RECORDS FOR THIS EXERCISE section start

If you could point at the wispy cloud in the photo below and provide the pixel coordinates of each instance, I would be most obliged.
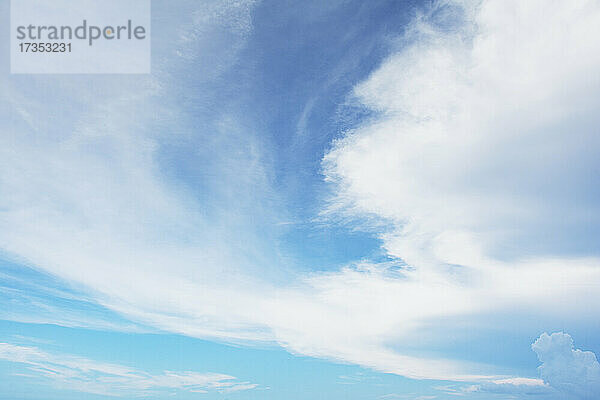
(469, 153)
(81, 374)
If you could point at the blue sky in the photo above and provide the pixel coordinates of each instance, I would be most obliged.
(310, 200)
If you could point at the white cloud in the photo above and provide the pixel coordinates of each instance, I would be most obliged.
(482, 142)
(80, 374)
(571, 371)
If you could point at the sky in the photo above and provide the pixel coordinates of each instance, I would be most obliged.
(310, 199)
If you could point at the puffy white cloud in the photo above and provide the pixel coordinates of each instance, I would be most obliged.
(569, 370)
(81, 374)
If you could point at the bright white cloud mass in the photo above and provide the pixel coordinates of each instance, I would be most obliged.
(114, 380)
(476, 166)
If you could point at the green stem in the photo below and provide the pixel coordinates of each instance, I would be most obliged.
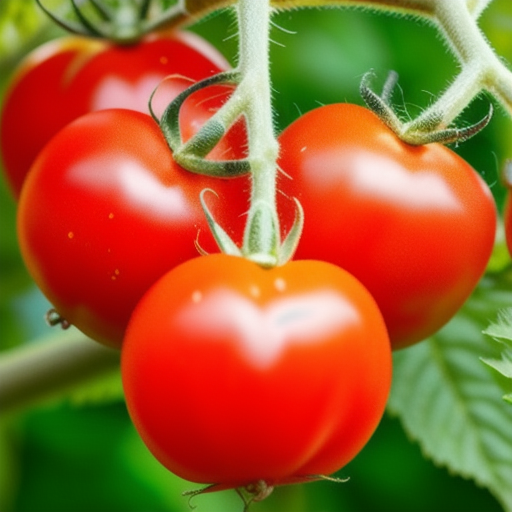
(37, 372)
(481, 67)
(261, 241)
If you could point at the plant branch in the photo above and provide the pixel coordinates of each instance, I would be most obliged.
(39, 371)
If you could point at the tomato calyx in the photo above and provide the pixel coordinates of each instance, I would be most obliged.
(124, 23)
(259, 490)
(191, 154)
(262, 235)
(253, 492)
(428, 130)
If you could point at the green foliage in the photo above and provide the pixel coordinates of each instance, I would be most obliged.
(501, 332)
(448, 400)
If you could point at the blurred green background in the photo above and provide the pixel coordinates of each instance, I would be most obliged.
(70, 458)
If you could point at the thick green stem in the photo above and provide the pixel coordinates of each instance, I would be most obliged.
(481, 67)
(37, 372)
(261, 243)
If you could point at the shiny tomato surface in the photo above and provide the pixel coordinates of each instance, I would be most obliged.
(71, 76)
(235, 374)
(415, 225)
(106, 211)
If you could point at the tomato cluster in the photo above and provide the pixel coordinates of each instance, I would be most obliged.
(235, 374)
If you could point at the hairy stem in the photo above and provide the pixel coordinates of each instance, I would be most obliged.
(261, 242)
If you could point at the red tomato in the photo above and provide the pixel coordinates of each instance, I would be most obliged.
(415, 225)
(106, 211)
(235, 374)
(69, 77)
(507, 216)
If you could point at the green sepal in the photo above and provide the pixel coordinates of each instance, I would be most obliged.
(426, 131)
(261, 237)
(226, 245)
(190, 155)
(291, 242)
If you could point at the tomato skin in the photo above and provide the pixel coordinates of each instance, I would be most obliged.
(105, 211)
(69, 77)
(415, 225)
(507, 219)
(235, 374)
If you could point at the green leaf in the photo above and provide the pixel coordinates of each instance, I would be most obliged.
(20, 21)
(501, 332)
(449, 401)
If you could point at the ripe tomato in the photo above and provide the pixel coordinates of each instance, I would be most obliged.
(105, 211)
(69, 77)
(235, 374)
(507, 216)
(415, 225)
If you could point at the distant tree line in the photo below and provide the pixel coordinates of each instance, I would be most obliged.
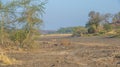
(98, 23)
(20, 21)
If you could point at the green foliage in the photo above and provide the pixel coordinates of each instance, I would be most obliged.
(92, 29)
(20, 19)
(79, 31)
(18, 37)
(107, 27)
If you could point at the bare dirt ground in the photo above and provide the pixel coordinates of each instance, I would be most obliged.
(70, 52)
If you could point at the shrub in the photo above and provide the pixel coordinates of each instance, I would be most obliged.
(107, 27)
(92, 29)
(18, 37)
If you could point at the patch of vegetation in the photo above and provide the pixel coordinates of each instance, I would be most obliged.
(5, 60)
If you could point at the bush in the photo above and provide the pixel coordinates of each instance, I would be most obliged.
(107, 27)
(92, 29)
(18, 37)
(79, 31)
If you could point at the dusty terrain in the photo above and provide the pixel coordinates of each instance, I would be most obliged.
(70, 52)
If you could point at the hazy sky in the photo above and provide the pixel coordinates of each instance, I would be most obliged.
(64, 13)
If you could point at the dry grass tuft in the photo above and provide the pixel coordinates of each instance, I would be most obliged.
(5, 60)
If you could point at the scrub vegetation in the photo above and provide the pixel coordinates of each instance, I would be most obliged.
(95, 45)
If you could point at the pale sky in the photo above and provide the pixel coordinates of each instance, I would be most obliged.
(65, 13)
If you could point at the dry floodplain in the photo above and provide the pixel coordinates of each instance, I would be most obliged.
(66, 51)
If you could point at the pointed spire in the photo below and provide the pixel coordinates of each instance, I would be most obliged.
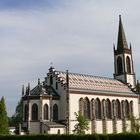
(122, 43)
(22, 90)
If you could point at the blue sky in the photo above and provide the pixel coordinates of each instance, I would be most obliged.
(77, 35)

RECORDS FOR THIS EXERCISE section end

» THE PROBLEM
Your output should be the full set of entries above, restated word for word and free of pictures.

» TASK ANSWER
If you could point at the wispy cloud in the photo below and provide the pixel coordinates of each instance, I would be most obliged.
(469, 153)
(81, 374)
If you could point at the blue sky in the photo above and provide the pixel coordinates of each instance, I would be most obliged.
(310, 200)
If you could point at the white cloud in the photo above and provide the pixel coordinates of each instance, I would be most obliged.
(482, 142)
(80, 374)
(571, 371)
If you could point at the sky in the photo above and provide the pixel coordinates of each instance, I would be most obliged.
(310, 199)
If you could point at the puffy white cloud in the photo above and provide the pixel coordinates of each instance, I would be most obliged.
(569, 370)
(81, 374)
If you could point at the bright white cloud mass in the photo above and provide the pixel coordinates of each instance, I would be most obliged.
(114, 380)
(476, 166)
If you could point at the green stem in the photo below and provide the pixel coordinates of each instance, I would be most obliged.
(37, 372)
(481, 67)
(261, 241)
If you could point at the plant branch in the photo above and provide the pixel coordinates of each instance, I would be most obliged.
(39, 371)
If you could point at the tomato calyx in the photo above and provide the pixel coordinates of each instance, I would be most obliged.
(124, 23)
(259, 490)
(191, 154)
(262, 235)
(253, 492)
(428, 130)
If you could point at the green foliage in the photo above and provide the pixel coordinates of each instance, I would be most obliged.
(501, 332)
(448, 400)
If you could point at the blurred green background in the photo above and provide the pixel coordinates of each instance, I would be most obliged.
(70, 458)
If you could point at the thick green stem in the photo above and provide the pixel coordinates of each instance, I would be most obliged.
(481, 67)
(37, 372)
(261, 243)
If you could point at the shiny tomato surface in the photo above and provide the pixel coordinates of each instance, I would be most obliged.
(71, 76)
(235, 374)
(415, 225)
(106, 211)
If you could point at the tomato cluster in the photo above and provide the pixel coordinates of each instance, I would be most obliged.
(235, 374)
If you could point at the hairy stem in the photo above and provide the pixel coordinates of each instance, I would be most obliged.
(261, 242)
If you could point at the red tomato in the photo above and provide the pixel coordinates of each instance, I would be most obliged.
(415, 225)
(106, 211)
(235, 374)
(69, 77)
(507, 216)
If you could point at the green sepal in the photo above and provide the pixel coordinates of each instance, I would be most obliged.
(426, 131)
(261, 237)
(226, 245)
(190, 155)
(291, 242)
If you could point at the tomato skin in the photo above and provide the pixel coordinates of each instance, I would be most obliged.
(105, 211)
(69, 77)
(415, 225)
(507, 219)
(235, 374)
If you could point at the green leaf in the photo above and provide the pixel coordinates of each instance, I would be most obliged.
(20, 21)
(501, 332)
(449, 401)
If you could point at the ripe tomato in the photo above and provide the pixel coordinates of each instance, I would be most obliged.
(105, 211)
(69, 77)
(235, 374)
(507, 216)
(415, 225)
If you could point at the distant tree line in the photo below and provide the pixel coordinates of each instance, I would be most obliged.
(98, 23)
(20, 21)
If you could point at the green foliage in the photo above and provide the pixel coordinates of each instance, I would be most obliged.
(92, 29)
(20, 19)
(79, 31)
(18, 37)
(107, 27)
If you could point at the bare dirt ground in the photo above and provide the pixel coordinates of each instance, I would be most obliged.
(70, 52)
If you could point at the shrub in the photo above and provide the pixel coordinates of each instance, I would be most obliged.
(107, 27)
(92, 29)
(18, 37)
If you could point at the patch of vegetation in the photo above and provide the pixel coordinates of each instance, I would be most obliged.
(5, 60)
If you could point at the bush in the photo above and provide the pixel coordinates of each instance, I would be most obliged.
(107, 27)
(92, 29)
(18, 37)
(79, 31)
If you could point at the dusty terrain in the photo above and provide the pixel coordinates of each instance, I would be most obliged.
(70, 52)
If you could point at the hazy sky in the photo above and provide the pixel coordinates of each instance, I would be most obliged.
(64, 13)
If you could point at the dry grass tuft in the photo above and provide the pixel coordinates of each instance, I would be most obliged.
(5, 60)
If you could point at the scrub vegetation in the photo above and provide the pixel coordinates of each instance, I would be most obliged.
(95, 45)
If you could point at the pale sky in the photo above and provide the pixel coordinates of each instance, I would be most obliged.
(65, 13)
If you could point at the dry floodplain in the photo above and provide the pixel coordinates of each instance, I would be most obliged.
(66, 51)
If you could point at the pointed spire in the photo below and provide the pixel coordinates of each instance, I would be most obliged.
(122, 43)
(22, 90)
If you could point at the blue sky in the photo above and provide the pixel coordinates of each instance, I would be most obliged.
(77, 35)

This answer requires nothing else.